** OBJECTIVE **
Please reproduce, word for word, the part of the HBase guide below from "Once defined (or" up to and including "bold are mandatory.".

** PAGE EXTRACT **
/---

Processing HBase data in Pentaho MapReduce using TableInputFormat
How to use HBase TableInputFormat in Pentaho MapReduce.
This guide explains how to configure Pentaho MapReduce to use the TableInputFormat for reading data from HBase and how to configure a map-reduce transformation to process that data using the HBaseRowDecoder step.
Prerequisites
In order to follow along with this how-to guide you will need the following:
- HBase
- Hadoop configured to access HBase
- Pentaho Data Integration
Step-By-Step Instructions
Using HBaseRowDecoder
The HBaseRowDecoder step is designed specifically for use in map-reduce transformations in order to decode the key and value data that is output by the TableInputFormat. The key output is the row key from HBase and the value is an HBase "Result" object containing all the column values for the row in question.
First configure a Pentaho MapReduce input step by specifying that both the incoming key and value fields have type "Serializable".
Next specify the incoming row key and HBase result fields in the HBaseRowDecoder step.
Finally, define or load a mapping using the Mapping editor tab.
Once defined (or loaded), this mapping is encapsulated in the transformation meta data.
Configure the Pentaho MapReduce Job Entry Step
To ensure that input splits are created using the TableInputFormat, configure the Input Format and Input Path fields of the Job Setup tab as shown in the following screenshot.
The following table shows various properties that can be supplied in the User Defined tab of the step in order to configure the scan performed by the TableInputFormat. Entries shown in bold are mandatory.
Property |
Description |
---|---|
hbase.mapred.inputtable |
Name of the HBase table to read from |
hbase.mapred.tablecolumns |
Space delimited list of columns in ColFam:ColName format (ColName can be ommitted to read all columns from a family) |
hbase.mapreduce.scan.cachedrows |
Number of rows for caching that will be passed to scanners |
hbase.mapreduce.scan.timestamp |
Time stamp used to filter columns with a specific time stamp |
hbase.mapreduce.scan.timerange.start |
Starting time stamp to filter in a given time stamp range |
hbase.mapreduce.scan.timerange.end |
End time stamp to filter in a given time stamp range |

\---

** DATA EXTRACT **
/---

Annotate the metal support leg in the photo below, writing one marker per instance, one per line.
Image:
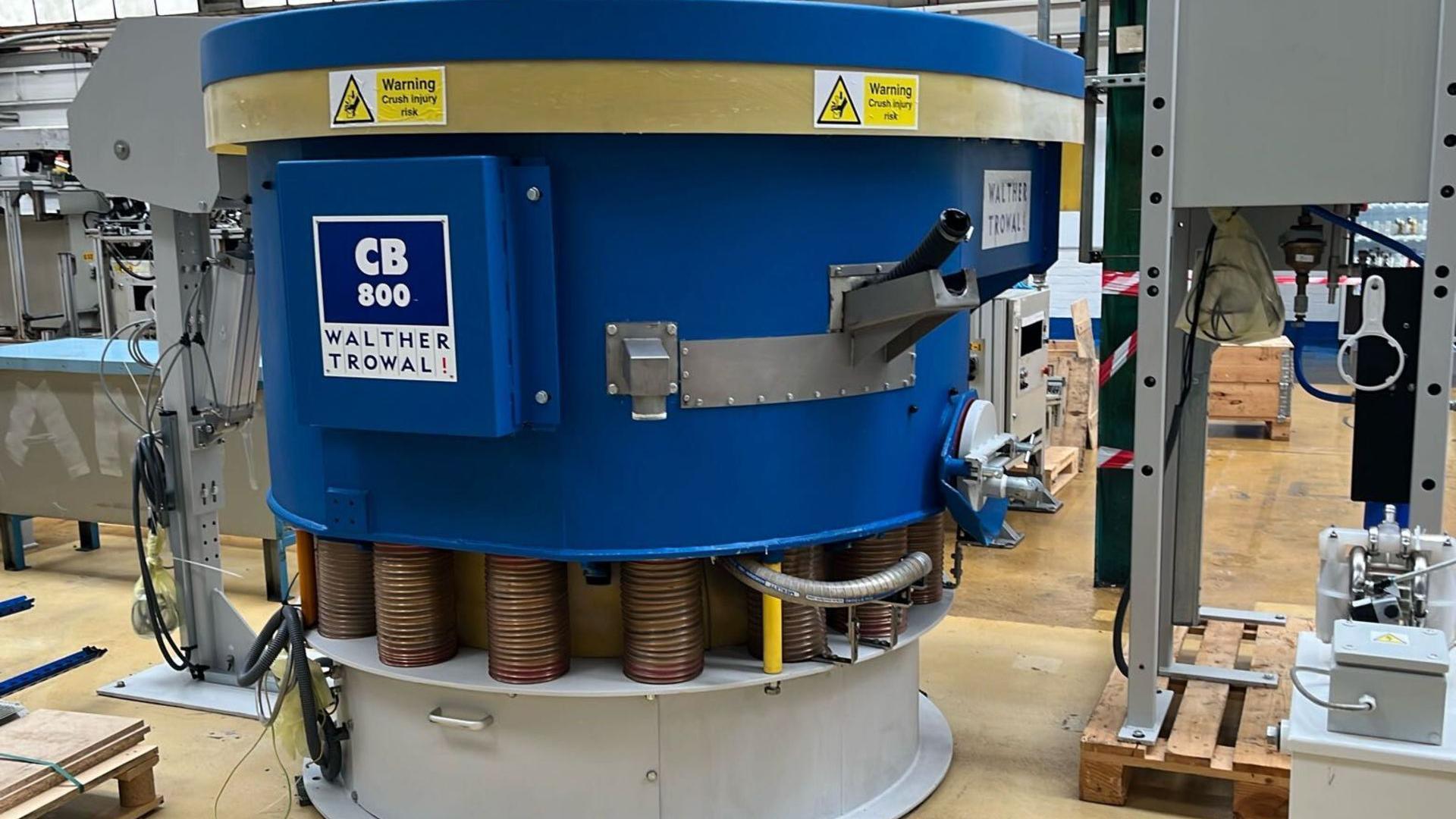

\---

** EXERCISE OUTPUT **
Once defined (or loaded), this mapping is encapsulated in the transformation meta data.
Configure the Pentaho MapReduce Job Entry Step
To ensure that input splits are created using the TableInputFormat, configure the Input Format and Input Path fields of the Job Setup tab as shown in the following screenshot.
The following table shows various properties that can be supplied in the User Defined tab of the step in order to configure the scan performed by the TableInputFormat. Entries shown in bold are mandatory.